-------- GIVEN RECORDS --------

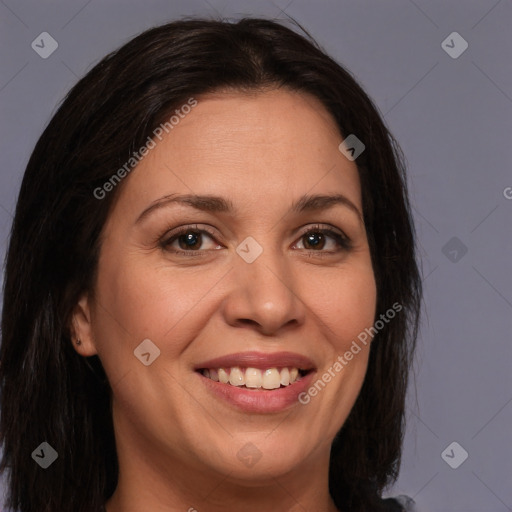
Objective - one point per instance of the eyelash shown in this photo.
(343, 242)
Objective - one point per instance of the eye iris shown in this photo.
(191, 240)
(316, 240)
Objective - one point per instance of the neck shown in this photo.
(152, 481)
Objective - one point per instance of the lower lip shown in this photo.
(259, 400)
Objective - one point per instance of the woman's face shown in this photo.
(268, 286)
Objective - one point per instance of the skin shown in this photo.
(177, 443)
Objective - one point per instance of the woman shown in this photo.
(211, 294)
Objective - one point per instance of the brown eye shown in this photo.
(324, 240)
(187, 240)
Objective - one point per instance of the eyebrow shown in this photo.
(217, 204)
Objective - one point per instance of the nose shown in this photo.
(264, 295)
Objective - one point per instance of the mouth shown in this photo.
(256, 382)
(255, 379)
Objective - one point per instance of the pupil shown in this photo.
(315, 239)
(190, 240)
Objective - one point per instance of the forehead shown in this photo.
(247, 146)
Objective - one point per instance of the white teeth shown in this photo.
(285, 377)
(254, 378)
(223, 376)
(271, 379)
(236, 377)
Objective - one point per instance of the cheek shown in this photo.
(345, 302)
(136, 301)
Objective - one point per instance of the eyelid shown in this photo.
(335, 233)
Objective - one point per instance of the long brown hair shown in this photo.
(50, 393)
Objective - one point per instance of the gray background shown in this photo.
(453, 119)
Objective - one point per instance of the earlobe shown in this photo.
(81, 327)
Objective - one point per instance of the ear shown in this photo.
(81, 327)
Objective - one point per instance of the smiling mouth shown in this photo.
(255, 378)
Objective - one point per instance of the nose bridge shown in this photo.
(263, 290)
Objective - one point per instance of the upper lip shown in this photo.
(259, 360)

--------

TASK OBJECTIVE:
Print the records again exactly. Skip every picture.

YOUR RESPONSE:
Objective - one point per instance of the eyelash shown in this photo.
(343, 242)
Objective - one point per instance of the eye iris shown in this photo.
(191, 240)
(316, 240)
Objective - one point per instance of the neck shown in this photo.
(152, 481)
Objective - one point per instance of the lower lip shown in this photo.
(259, 400)
Objective - one point per instance of the woman's face shown in this photo.
(268, 286)
Objective - one point per instance of the skin shown in this photo.
(177, 443)
Objective - one point per instance of the woman shown in this photo.
(211, 294)
Objective - one point per instance of the brown eye shown in this photo.
(324, 240)
(187, 240)
Objective - one point per instance of the eyebrow shown in this photo.
(217, 204)
Objective - one point per instance of the nose shown in this photo.
(264, 295)
Objective - one point per instance of the mouth shown in this photo.
(256, 382)
(255, 379)
Objective - one point per instance of the pupil shown in this photo.
(315, 239)
(190, 240)
Objective - one point per instance of the forehead shown in this photo.
(247, 146)
Objective - one point per instance of the white teeth shown in this photo.
(285, 377)
(254, 378)
(223, 376)
(271, 379)
(236, 377)
Objective - one point per instance of the cheek shown in this photo.
(345, 302)
(136, 301)
Objective - one point per instance of the eyelid shown in this photo.
(335, 233)
Objective - one point per instance of the long brown hair shown in this photo.
(50, 393)
Objective - one point per instance of the gray background shown in this photo.
(453, 119)
Objective - one point per instance of the earlobe shown in this photo.
(81, 327)
Objective - one point per instance of the ear shown in this photo.
(81, 327)
Objective - one point per instance of the smiling mouth shown in this photo.
(255, 378)
Objective - one point per instance of the nose bridge shown in this photo.
(263, 290)
Objective - one point per instance of the upper lip shown in this photo.
(259, 360)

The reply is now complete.